** START LISTING **

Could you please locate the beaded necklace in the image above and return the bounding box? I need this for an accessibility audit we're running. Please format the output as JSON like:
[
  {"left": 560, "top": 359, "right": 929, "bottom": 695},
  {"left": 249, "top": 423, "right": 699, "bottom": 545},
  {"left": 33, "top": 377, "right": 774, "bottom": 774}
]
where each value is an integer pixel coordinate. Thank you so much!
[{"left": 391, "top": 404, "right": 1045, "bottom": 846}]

** END LISTING **

■ **TASK BRIEF**
Rewrite all the lines above, requests included, and scale every coordinate in the answers by 2.2, rounding to the nearest whole number with halves rounded up. Leave the numbers in the requests and their format samples unchanged.

■ **EXERCISE OUTPUT**
Could you please locate the beaded necklace in the image above and return the bounding box? I need this for an accessibility audit we're running. Please format the output as JSON like:
[
  {"left": 560, "top": 359, "right": 929, "bottom": 695},
  {"left": 249, "top": 423, "right": 699, "bottom": 545},
  {"left": 33, "top": 377, "right": 774, "bottom": 774}
]
where each value is an integer pixel coordinate. Thank you so much!
[{"left": 860, "top": 889, "right": 2299, "bottom": 1861}]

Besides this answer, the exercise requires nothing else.